## begin Task input

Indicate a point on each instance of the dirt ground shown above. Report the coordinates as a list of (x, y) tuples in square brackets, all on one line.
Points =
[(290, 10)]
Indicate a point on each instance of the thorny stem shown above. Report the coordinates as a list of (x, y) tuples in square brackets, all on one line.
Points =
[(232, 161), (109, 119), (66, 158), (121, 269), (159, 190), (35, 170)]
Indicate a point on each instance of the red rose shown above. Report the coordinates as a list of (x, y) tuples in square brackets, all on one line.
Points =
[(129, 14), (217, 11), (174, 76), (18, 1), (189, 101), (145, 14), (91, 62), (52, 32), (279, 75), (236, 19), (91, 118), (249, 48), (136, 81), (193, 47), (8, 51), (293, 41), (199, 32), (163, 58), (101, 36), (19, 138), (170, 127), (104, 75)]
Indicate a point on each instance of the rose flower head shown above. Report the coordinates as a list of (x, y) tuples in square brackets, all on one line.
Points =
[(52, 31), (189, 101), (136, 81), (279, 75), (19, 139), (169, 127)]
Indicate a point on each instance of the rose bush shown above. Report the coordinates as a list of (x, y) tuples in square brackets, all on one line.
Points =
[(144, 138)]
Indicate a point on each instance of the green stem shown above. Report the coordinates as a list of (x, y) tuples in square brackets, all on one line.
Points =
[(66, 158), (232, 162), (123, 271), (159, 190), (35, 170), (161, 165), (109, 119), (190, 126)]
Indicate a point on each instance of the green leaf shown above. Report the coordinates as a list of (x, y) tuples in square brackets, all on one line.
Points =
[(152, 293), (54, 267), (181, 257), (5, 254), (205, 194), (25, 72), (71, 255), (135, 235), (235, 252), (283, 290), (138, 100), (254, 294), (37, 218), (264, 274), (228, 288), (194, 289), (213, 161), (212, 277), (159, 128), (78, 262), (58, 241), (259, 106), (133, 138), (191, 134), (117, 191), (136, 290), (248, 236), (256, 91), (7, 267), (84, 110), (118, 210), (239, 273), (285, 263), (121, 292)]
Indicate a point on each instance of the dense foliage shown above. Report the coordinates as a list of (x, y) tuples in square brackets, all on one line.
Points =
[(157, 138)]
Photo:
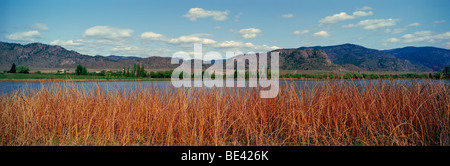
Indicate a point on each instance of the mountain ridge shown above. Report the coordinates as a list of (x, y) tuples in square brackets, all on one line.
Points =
[(350, 57)]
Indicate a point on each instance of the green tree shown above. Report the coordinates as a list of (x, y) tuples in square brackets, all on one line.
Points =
[(81, 70), (13, 69), (447, 71), (22, 69)]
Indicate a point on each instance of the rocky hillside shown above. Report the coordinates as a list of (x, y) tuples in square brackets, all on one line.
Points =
[(359, 58), (346, 57), (431, 57)]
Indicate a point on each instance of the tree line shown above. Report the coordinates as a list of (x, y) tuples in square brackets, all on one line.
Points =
[(139, 71)]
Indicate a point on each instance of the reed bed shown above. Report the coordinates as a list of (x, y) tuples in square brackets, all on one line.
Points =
[(379, 113)]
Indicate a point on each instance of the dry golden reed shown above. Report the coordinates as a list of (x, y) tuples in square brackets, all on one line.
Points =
[(380, 113)]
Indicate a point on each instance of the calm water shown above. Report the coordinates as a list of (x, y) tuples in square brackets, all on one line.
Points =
[(7, 87)]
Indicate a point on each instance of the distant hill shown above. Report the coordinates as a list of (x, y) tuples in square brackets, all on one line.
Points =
[(116, 58), (356, 57), (431, 57), (346, 57), (37, 55), (305, 59)]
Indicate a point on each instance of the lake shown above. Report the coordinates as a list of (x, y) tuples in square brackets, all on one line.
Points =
[(7, 87)]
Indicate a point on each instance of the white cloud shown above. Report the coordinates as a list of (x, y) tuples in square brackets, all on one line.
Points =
[(191, 39), (287, 15), (420, 36), (366, 8), (413, 24), (66, 43), (39, 26), (236, 17), (24, 36), (194, 38), (440, 21), (195, 13), (323, 34), (240, 46), (250, 32), (344, 16), (152, 36), (107, 32), (231, 43), (400, 30), (372, 24), (297, 32)]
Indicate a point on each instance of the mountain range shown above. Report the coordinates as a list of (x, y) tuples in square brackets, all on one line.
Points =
[(345, 57)]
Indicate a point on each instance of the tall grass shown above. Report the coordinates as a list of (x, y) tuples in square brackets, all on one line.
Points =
[(381, 113)]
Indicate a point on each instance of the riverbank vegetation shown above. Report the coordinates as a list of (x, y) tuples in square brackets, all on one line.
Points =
[(334, 112)]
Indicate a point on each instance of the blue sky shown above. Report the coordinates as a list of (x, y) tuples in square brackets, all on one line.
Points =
[(161, 28)]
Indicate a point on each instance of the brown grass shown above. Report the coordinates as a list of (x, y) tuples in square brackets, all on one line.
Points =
[(331, 113)]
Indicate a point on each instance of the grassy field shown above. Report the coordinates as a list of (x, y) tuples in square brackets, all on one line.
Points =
[(331, 113)]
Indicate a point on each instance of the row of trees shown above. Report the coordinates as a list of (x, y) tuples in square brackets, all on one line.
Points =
[(139, 71), (437, 75), (18, 69)]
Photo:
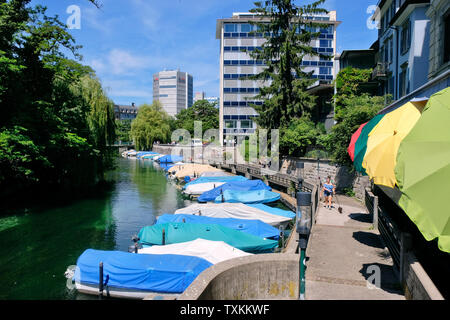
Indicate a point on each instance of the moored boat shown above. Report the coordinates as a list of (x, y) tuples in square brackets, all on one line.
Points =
[(172, 232), (134, 276), (237, 211)]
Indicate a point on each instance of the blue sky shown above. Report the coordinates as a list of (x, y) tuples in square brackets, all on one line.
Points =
[(127, 41)]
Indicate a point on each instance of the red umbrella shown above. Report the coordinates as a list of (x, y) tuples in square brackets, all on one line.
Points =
[(355, 136)]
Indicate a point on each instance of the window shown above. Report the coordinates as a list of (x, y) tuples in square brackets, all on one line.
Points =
[(246, 28), (325, 43), (405, 38), (246, 124), (325, 70), (446, 37), (167, 87), (230, 27), (403, 86), (391, 50), (230, 124)]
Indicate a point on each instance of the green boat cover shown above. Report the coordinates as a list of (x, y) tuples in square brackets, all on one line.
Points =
[(183, 232)]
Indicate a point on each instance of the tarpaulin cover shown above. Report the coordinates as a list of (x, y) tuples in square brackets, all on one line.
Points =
[(275, 211), (170, 159), (233, 210), (254, 227), (143, 153), (215, 179), (200, 188), (153, 273), (212, 251), (247, 185), (184, 232), (259, 196)]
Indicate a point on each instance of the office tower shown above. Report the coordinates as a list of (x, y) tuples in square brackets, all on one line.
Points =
[(174, 89), (236, 96)]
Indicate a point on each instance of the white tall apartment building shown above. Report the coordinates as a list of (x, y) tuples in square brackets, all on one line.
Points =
[(236, 95), (174, 89)]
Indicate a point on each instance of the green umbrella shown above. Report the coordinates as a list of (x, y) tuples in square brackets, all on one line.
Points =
[(423, 171), (361, 143)]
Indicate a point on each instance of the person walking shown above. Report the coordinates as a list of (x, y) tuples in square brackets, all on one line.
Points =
[(328, 191)]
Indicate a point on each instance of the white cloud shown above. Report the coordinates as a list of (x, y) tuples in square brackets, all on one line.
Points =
[(122, 62)]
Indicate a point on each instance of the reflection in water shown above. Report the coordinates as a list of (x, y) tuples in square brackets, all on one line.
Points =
[(37, 246)]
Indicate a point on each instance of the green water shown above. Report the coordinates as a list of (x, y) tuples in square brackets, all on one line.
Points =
[(37, 246)]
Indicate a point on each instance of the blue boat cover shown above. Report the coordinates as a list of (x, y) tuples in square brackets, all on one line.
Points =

## end Task input

Do this = Set down, word for word, every line from the line that holds "Indicate a point on each instance of the green umbrella" to the end of the entries above, including both ends.

Solution to this problem =
Indicate a point on each instance of the green umbrella shown above. Report the coordinates as a list of (x, y) tuples in square brackets, all on one line.
Points =
[(423, 171), (361, 143)]
Indicate a point on each instance of the person walking shown above. Report the coordinates as a list of (x, y) tuples in square brackets, all on one line.
Points =
[(328, 191)]
Indicate a point on each instance of the white cloud shown above. Report the coordinates as a list of (x, y) tuples in square brackets, all on one line.
Points =
[(122, 62)]
Indicate a point on each instance of the reflection in water shown above. Report the coordinates as a list of (x, y) tuples in square brackets, all on one line.
Points =
[(37, 246)]
Indicate a point on each instance of the green water shown above. Report the coordinates as a list of (x, y) tuples in square brackets, all on one line.
Points =
[(37, 246)]
Indicate a point on each instance of the blue boat cover shown above. Report the coordinates as a list of (x, y) tuples in square brackets, all on one line.
Points =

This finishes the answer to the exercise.